Your objective: Quote all entries in full, exactly.

Material provided:
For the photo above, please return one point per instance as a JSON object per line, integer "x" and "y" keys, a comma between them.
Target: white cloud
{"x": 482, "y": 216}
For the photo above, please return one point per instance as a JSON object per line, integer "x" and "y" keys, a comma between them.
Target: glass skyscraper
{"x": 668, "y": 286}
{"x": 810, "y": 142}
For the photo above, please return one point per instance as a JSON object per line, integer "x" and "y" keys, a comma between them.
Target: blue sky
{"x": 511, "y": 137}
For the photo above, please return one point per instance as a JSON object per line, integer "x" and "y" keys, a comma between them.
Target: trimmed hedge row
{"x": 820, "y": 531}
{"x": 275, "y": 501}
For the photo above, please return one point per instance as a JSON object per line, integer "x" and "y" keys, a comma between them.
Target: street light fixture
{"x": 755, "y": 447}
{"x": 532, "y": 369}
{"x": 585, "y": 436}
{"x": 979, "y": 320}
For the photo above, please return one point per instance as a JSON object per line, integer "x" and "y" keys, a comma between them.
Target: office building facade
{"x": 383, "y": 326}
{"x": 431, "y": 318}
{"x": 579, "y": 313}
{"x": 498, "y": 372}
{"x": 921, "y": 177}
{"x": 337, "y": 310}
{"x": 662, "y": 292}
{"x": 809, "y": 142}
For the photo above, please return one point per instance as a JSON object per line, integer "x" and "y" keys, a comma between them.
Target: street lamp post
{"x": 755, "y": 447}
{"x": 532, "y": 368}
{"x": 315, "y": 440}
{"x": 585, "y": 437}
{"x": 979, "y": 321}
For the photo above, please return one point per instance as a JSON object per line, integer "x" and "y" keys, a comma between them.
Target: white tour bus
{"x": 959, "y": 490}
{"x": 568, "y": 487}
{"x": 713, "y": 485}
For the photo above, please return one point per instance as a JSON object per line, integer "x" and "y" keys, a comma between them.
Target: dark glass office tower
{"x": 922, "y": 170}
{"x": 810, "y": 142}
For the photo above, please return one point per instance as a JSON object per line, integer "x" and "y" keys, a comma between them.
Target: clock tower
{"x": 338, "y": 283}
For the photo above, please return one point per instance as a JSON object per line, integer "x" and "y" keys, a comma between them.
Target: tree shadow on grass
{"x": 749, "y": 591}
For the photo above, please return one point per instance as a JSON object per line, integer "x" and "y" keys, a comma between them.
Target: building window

Task solution:
For the photo above, please return one point per instance as a JSON object per line, integer "x" and "y" keys, a comma between them.
Target: white cloud
{"x": 482, "y": 216}
For the photo above, please return one point per instance as a JSON object per line, integer "x" and "y" keys, a comma between them.
Target: glass skyscraper
{"x": 668, "y": 286}
{"x": 810, "y": 142}
For the photo above, please return one point per instance as a JSON object per line, integer "x" and "y" keys, a comma between them.
Target: blue sky
{"x": 511, "y": 137}
For the photo above, please return one point per instance as a JSON object per line, integer "x" and "y" keys, a comma between them.
Target: trimmed hedge row
{"x": 820, "y": 531}
{"x": 275, "y": 501}
For the photo above, please return one point per instance as a JSON object per line, integer "x" and "y" keys, a comma between them.
Target: street light fixture
{"x": 755, "y": 447}
{"x": 532, "y": 369}
{"x": 585, "y": 436}
{"x": 979, "y": 320}
For the photo above, please return one point per instance as a JSON object per line, integer "x" and "y" keys, a comma between them.
Target: office building facade
{"x": 383, "y": 326}
{"x": 431, "y": 318}
{"x": 579, "y": 313}
{"x": 498, "y": 372}
{"x": 921, "y": 177}
{"x": 337, "y": 310}
{"x": 662, "y": 292}
{"x": 809, "y": 142}
For the photo above, please return one point per instance as a JSON object per line, integer "x" and "y" keys, a comma between them.
Target: street lamp post
{"x": 755, "y": 447}
{"x": 532, "y": 368}
{"x": 315, "y": 440}
{"x": 585, "y": 437}
{"x": 979, "y": 321}
For the photo above, please return one point per instance as a JSON object per line, integer "x" and "y" keys, a comma between them.
Target: white tour bus
{"x": 959, "y": 490}
{"x": 568, "y": 487}
{"x": 713, "y": 485}
For the photo above, please return one point per instance as a JSON object per line, integer "x" and "y" keys, a comma between them.
Target: dark glass office tower
{"x": 922, "y": 170}
{"x": 810, "y": 142}
For the photo above, please return one point per instance as a JSON object per line, integer "x" and "y" keys, a comma between them.
Target: clock tower
{"x": 338, "y": 283}
For the photo above, please return one point per instance as a JSON object per line, integer "x" and "y" keys, a comma between them.
Target: tree shadow on grass
{"x": 749, "y": 591}
For the photo above, please return one point per instance as a JSON object per line, integer "x" and "y" keys, a comma between them.
Target: building window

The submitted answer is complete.